**Given exercise:** Reproduce the listing below word for word, keeping every line and character unchanged.
--
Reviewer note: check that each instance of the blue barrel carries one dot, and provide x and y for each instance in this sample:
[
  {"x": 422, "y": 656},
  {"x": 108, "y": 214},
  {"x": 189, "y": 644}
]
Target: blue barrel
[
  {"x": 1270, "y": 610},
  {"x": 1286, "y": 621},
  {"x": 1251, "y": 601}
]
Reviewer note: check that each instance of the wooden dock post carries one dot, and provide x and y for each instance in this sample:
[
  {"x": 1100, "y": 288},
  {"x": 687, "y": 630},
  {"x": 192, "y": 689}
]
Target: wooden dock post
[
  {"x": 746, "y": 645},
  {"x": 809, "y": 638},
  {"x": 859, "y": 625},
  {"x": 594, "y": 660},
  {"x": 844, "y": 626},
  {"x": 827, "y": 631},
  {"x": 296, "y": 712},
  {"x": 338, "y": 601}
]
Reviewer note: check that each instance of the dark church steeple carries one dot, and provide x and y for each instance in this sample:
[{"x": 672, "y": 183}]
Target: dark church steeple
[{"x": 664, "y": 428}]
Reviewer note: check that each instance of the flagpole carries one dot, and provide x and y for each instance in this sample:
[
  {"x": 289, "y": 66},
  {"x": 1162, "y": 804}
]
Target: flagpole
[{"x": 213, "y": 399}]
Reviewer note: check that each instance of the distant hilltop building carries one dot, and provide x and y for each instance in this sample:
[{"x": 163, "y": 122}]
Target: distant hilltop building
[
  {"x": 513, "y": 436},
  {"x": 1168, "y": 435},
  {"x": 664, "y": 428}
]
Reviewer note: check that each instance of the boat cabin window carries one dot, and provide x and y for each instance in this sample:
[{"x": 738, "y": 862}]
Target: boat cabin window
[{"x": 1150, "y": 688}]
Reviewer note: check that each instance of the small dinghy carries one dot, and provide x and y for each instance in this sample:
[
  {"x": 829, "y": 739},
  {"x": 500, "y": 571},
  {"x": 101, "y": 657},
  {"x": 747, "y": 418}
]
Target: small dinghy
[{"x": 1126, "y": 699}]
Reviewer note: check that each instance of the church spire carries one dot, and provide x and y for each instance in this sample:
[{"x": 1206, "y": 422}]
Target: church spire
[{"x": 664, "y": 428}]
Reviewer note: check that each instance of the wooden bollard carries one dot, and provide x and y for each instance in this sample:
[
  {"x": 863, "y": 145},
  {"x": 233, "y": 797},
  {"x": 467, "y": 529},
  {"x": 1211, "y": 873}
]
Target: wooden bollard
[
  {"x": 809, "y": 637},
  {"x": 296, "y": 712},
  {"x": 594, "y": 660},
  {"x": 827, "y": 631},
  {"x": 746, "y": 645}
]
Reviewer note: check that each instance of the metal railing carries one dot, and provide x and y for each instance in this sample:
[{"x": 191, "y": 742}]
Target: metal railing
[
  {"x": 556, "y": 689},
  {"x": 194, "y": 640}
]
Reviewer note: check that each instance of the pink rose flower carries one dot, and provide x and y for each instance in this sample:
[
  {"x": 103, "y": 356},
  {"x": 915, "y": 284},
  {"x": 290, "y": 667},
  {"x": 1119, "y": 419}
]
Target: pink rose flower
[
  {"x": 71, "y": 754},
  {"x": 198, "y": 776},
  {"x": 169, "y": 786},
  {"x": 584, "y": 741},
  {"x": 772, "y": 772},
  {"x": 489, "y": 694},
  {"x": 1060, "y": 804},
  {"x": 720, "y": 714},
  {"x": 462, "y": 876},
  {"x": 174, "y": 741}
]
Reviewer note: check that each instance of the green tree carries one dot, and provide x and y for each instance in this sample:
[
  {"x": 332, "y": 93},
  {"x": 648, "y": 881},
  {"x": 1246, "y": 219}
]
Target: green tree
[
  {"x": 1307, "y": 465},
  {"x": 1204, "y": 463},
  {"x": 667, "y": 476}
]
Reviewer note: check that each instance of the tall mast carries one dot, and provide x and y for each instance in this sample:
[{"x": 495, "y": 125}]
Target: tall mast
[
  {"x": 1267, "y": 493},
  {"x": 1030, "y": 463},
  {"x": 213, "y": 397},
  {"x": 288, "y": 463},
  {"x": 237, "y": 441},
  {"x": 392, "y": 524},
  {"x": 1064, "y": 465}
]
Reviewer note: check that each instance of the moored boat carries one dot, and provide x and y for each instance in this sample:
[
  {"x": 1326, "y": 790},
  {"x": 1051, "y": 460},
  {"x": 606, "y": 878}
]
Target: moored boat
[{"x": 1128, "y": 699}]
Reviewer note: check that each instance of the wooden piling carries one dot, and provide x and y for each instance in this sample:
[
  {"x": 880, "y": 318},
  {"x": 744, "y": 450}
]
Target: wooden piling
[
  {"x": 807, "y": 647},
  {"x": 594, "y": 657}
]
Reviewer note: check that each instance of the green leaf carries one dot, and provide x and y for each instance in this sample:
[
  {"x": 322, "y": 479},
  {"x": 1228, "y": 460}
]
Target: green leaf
--
**Written solution:**
Reviewer note: check that each instance of the blue barrel carries one dot, and provide x and y for each instance in this sample:
[
  {"x": 422, "y": 656},
  {"x": 108, "y": 214},
  {"x": 189, "y": 644}
]
Target: blue barrel
[
  {"x": 1270, "y": 610},
  {"x": 1286, "y": 621},
  {"x": 1251, "y": 601}
]
Reviewer note: check that each instance of the wooden dock post carries one dot, and provide x and y for each instance in this sample:
[
  {"x": 1100, "y": 288},
  {"x": 687, "y": 630},
  {"x": 192, "y": 689}
]
Target: wooden dock post
[
  {"x": 746, "y": 645},
  {"x": 809, "y": 638},
  {"x": 859, "y": 625},
  {"x": 594, "y": 660},
  {"x": 844, "y": 626},
  {"x": 827, "y": 631},
  {"x": 296, "y": 712},
  {"x": 338, "y": 601}
]
Reviewer note: check that each instance of the dark church steeple carries one dot, and provide x and y for each instance in this sample:
[{"x": 672, "y": 183}]
Target: dark church steeple
[{"x": 664, "y": 428}]
Reviewer note: check that each instance of the flagpole carries one dot, and provide x and y for each instance in this sample:
[
  {"x": 289, "y": 66},
  {"x": 1162, "y": 804}
]
Target: flagpole
[{"x": 213, "y": 399}]
Reviewer note: check that each instance of the distant hilltop building carries one dot, and provide x and y for each instance in this sample:
[{"x": 163, "y": 122}]
Target: distant hilltop building
[
  {"x": 513, "y": 436},
  {"x": 1168, "y": 435},
  {"x": 664, "y": 428}
]
Reviewer note: check that each instance of the boat cabin window carries one dot, and provide x and y for each instance in this sample:
[{"x": 738, "y": 862}]
Target: boat cabin window
[{"x": 1150, "y": 688}]
Reviewer note: check that each instance of the small dinghy carries one dot, and provide x and y for each instance in this sample:
[
  {"x": 829, "y": 739},
  {"x": 500, "y": 571},
  {"x": 101, "y": 657},
  {"x": 747, "y": 418}
]
Target: small dinghy
[{"x": 1126, "y": 699}]
Reviewer note: check that each instance of the church spire carries one dot, and provide x and y for each instance in this sample:
[{"x": 1206, "y": 422}]
Target: church spire
[{"x": 664, "y": 428}]
Reviewer note: check that each instance of the wooden bollard carries one dot, and provide x and y for each instance in this sample:
[
  {"x": 863, "y": 145},
  {"x": 233, "y": 797},
  {"x": 467, "y": 529},
  {"x": 1211, "y": 873}
]
Target: wooden bollard
[
  {"x": 809, "y": 637},
  {"x": 296, "y": 712},
  {"x": 594, "y": 660},
  {"x": 827, "y": 631},
  {"x": 746, "y": 645}
]
Reviewer note: check that each instance of the metal railing carries one dot, and provide x and y for each instance in this sample:
[{"x": 191, "y": 742}]
Target: metal railing
[
  {"x": 556, "y": 689},
  {"x": 194, "y": 640}
]
Reviewer note: check that each instance of the pink rose flower carries one dot, and provide x and y for each instance in this sample:
[
  {"x": 103, "y": 356},
  {"x": 915, "y": 284},
  {"x": 290, "y": 667},
  {"x": 1119, "y": 419}
]
Target: pink rose flower
[
  {"x": 71, "y": 754},
  {"x": 198, "y": 776},
  {"x": 169, "y": 786},
  {"x": 584, "y": 741},
  {"x": 772, "y": 772},
  {"x": 489, "y": 694},
  {"x": 1060, "y": 804},
  {"x": 720, "y": 714},
  {"x": 462, "y": 876},
  {"x": 174, "y": 741}
]
Reviewer note: check that each instance of the green tree carries one dot, and provide x and y for each instance in this sample:
[
  {"x": 332, "y": 93},
  {"x": 648, "y": 881},
  {"x": 1246, "y": 219}
]
Target: green tree
[
  {"x": 1307, "y": 465},
  {"x": 1204, "y": 463},
  {"x": 667, "y": 476}
]
Reviewer note: check that each instance of the tall mast carries one dot, and provide x and y for each instance in this sample:
[{"x": 495, "y": 125}]
Target: tall mast
[
  {"x": 1267, "y": 493},
  {"x": 1030, "y": 463},
  {"x": 213, "y": 397},
  {"x": 288, "y": 463},
  {"x": 237, "y": 441},
  {"x": 392, "y": 524},
  {"x": 1064, "y": 465}
]
Reviewer note: check that each instance of the moored boat carries one dot, and provide x and y for each instance in this sample:
[
  {"x": 1326, "y": 790},
  {"x": 1051, "y": 460},
  {"x": 606, "y": 878}
]
Target: moored boat
[{"x": 1128, "y": 699}]
Reviewer note: check that each instance of the wooden piling carries one dot, and provide x and y for each instance in this sample:
[
  {"x": 880, "y": 318},
  {"x": 744, "y": 450}
]
Target: wooden piling
[
  {"x": 807, "y": 647},
  {"x": 594, "y": 657}
]
Reviewer note: check that each instance of the green leaf carries one dot, and provide x and y for each instance in this sample:
[
  {"x": 322, "y": 479},
  {"x": 1228, "y": 460}
]
Target: green leaf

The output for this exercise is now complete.